(Excerpt provided):
■ ■ ■ ■ ■

As a proud partner for the inaugural Sugar & Spice Festival that’s happening this 1-15 August 2020, we are bringing you this series of interviews with presenters so that you get to know them better and their workshops.
Today, we have Niyati Sharma, the founder of Pratisandhi Foundation (a youth-run nonprofit promoting sexual health and education in India), who is delivering the ‘Sexuality in India: Introduction to Kamasutra’ workshop at the festival. We ask her some questions about the workshop and her background. Please enjoy and sign up for her workshop!
Q: The Karmasutra has been represented in popular media in all sorts of fashions. What has been the most egregious misrepresentation you’ve seen so far?
There are a lot of misconceptions about the Kamasutra in popular media, and also in the manner that many people understand it. For me, I think the treatment of the Kamasutra as a kind of “sex manual” is what is problematic. When we say Kamasutra to someone, they automatically assume it is synonymous to sex. This is not true. While the text talks about sex and sexuality at length, it is certainly not the only element that it discusses. The philosophy underlying the Kamasutra is about incorporating eroticism, sexuality, and sexual practices in a manner that allows one to self-actualise. It talks about how one should behave in different kinds of relationships, friendships, choosing lovers, and even common sexual dysfunctions.
Q: What key lessons do you want participants to take away from your workshop on the Kama Sutra? Is it more to understand Kamasutra as a text or to see how it can be applicable to their lives?
My workshop will be introductory in nature and is not historical or academic in its approach. The main thing I want participants to understand is where the Kamasutra comes from and to better understand some aspects like who it was meant for and why it was considered important. When one thinks of the Kamasutra, it is only natural to wonder why and how did sexuality come to be considered so important in ancient India that a whole sacred text revolving around it was developed. We will also dabble between different topics and concepts that the Kamasutra talks about. The core idea is to understand the treatment of sexuality within the Kamasutra and my hope is that many participants will find a lot of these philosophies relatable or at least comprehend the logic behind them.
Q: Your non-profit organisation Pratisandhi Foundation works on spreading sexual health and education in India. Tell us about the biggest challenges in your work.

■ ■ ■ ■ ■

(Recorded information):
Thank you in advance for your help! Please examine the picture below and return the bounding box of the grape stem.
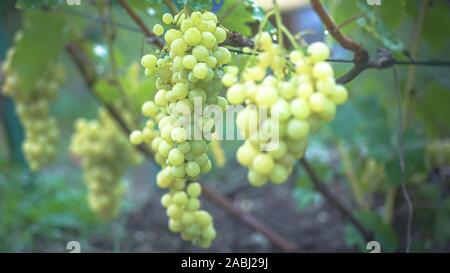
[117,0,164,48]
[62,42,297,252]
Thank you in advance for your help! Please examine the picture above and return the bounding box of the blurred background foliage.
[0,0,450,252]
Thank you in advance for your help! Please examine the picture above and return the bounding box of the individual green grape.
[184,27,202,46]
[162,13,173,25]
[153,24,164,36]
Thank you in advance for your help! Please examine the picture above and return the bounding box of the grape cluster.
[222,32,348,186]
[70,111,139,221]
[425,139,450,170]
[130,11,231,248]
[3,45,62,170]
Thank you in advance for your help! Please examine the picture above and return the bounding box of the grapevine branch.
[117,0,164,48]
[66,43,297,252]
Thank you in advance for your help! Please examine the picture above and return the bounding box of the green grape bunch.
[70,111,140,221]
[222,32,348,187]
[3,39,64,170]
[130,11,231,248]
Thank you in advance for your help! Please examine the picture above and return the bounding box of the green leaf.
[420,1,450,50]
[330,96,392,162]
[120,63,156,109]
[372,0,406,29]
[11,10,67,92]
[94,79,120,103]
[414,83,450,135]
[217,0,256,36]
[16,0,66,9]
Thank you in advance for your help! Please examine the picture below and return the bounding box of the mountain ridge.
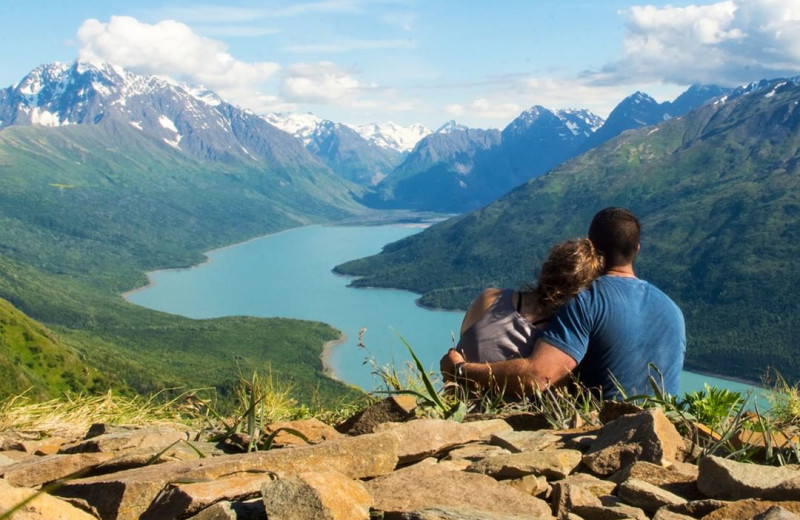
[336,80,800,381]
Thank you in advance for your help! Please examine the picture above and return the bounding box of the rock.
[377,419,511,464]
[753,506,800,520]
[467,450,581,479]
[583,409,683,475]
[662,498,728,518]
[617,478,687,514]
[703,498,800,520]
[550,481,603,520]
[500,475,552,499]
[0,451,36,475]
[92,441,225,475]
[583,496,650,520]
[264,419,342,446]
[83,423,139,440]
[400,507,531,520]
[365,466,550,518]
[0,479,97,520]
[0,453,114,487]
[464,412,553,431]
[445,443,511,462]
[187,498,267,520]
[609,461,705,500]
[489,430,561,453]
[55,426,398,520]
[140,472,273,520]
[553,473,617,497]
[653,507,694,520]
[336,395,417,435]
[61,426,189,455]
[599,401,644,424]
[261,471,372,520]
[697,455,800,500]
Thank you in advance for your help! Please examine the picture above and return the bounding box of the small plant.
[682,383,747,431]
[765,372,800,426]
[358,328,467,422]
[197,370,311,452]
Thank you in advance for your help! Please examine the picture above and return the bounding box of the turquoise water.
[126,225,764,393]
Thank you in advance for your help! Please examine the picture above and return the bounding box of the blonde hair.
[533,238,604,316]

■ ■ ■ ■ ■

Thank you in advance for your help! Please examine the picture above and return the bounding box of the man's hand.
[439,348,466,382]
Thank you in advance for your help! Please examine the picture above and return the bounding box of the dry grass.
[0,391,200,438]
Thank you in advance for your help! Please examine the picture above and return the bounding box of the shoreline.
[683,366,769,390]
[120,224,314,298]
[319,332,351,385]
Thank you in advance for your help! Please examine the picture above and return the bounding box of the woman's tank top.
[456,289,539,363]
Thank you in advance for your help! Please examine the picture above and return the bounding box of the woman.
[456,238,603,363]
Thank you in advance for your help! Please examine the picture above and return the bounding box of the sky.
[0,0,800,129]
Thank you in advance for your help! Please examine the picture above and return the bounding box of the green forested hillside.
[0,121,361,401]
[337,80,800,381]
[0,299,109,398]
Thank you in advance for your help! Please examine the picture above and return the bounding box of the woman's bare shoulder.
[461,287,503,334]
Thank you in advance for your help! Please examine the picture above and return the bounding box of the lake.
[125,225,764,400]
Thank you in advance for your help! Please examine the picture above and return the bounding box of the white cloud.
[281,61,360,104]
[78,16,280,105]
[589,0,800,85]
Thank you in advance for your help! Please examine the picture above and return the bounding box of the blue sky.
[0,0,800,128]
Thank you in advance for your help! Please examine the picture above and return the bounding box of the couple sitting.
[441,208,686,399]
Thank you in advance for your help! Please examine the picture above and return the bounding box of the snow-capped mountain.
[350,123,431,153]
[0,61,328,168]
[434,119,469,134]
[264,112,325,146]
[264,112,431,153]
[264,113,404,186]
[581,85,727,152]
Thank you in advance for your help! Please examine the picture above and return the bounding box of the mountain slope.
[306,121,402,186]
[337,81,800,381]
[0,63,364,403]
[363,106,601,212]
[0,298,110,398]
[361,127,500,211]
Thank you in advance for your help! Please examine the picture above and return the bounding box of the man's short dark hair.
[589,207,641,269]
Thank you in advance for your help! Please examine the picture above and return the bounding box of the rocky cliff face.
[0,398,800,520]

■ ■ ■ ■ ■

(Problems to work on):
1 - Answer from the interview:
(a) On what dates does the Sugar & Spice Festival take place?
(b) What is the title of the workshop Niyati Sharma is delivering?
(c) What two kinds of approach does she say her workshop does not take?
2 - In the interview, the sentence that begins "It talks about how one should behave" lists several subjects the Kamasutra covers. Name each of them.
The data has no connection to the interview.

(Responses by item number):
1 -
(a) 1-15 August 2020
(b) 'Sexuality in India: Introduction to Kamasutra'
(c) Historical and academic

2 -
- Behavior in different kinds of relationships
- Friendships
- Choosing lovers
- Common sexual dysfunctions